Records from a collection:
▼
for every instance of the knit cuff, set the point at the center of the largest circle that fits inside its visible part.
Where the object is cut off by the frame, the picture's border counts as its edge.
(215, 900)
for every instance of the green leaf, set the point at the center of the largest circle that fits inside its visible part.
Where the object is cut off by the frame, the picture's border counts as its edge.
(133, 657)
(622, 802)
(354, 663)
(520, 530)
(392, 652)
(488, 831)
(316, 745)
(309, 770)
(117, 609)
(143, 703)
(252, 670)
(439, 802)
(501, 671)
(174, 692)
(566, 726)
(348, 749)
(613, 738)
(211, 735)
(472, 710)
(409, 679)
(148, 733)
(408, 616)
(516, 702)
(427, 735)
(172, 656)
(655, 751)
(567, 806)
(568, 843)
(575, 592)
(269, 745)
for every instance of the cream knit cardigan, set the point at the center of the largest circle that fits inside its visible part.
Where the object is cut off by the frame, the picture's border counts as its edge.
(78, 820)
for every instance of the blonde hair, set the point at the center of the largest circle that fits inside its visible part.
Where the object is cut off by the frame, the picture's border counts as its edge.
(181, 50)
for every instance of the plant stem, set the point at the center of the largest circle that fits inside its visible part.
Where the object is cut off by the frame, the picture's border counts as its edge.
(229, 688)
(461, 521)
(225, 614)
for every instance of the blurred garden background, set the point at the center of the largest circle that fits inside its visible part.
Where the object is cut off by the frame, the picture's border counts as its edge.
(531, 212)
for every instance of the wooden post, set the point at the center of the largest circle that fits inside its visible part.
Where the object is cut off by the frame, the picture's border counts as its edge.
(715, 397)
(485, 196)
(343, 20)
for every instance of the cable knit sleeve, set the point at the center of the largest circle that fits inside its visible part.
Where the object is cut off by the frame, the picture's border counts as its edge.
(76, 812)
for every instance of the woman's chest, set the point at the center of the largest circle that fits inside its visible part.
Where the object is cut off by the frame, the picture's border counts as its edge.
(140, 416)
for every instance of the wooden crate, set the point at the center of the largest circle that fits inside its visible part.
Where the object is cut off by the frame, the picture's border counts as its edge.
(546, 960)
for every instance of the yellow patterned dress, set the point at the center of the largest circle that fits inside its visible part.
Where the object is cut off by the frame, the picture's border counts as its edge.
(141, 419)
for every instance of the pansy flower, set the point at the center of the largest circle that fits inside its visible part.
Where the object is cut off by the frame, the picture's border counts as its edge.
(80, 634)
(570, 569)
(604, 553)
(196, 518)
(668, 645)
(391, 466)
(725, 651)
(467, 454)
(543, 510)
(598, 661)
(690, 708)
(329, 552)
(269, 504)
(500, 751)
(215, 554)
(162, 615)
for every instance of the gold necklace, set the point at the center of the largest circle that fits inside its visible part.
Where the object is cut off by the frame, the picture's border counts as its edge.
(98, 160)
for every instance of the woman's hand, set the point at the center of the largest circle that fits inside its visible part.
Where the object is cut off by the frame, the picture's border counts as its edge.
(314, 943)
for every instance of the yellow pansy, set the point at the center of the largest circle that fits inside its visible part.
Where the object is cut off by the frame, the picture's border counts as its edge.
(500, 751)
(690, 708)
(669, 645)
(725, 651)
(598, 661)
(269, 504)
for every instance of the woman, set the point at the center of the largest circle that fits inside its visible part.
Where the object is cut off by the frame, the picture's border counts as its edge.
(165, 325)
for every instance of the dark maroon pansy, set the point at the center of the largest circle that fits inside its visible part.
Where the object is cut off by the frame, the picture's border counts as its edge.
▲
What the task asks:
When the line containing "for every instance of the woman, set" is found in the records above, restate it and every later line word for word through the last one, and nothing more.

Answer section:
for every instance of the woman, set the point at the center of the largest circle that fits inside its visible part.
Where the object is cut off by the frame, the picture's border counts as its edge.
(165, 325)
for every instance of the dark maroon pansy, set the point at the center of the largest circle that fits inside its visible part.
Where the object is cut off by the frame, the picture's border counts as its edge.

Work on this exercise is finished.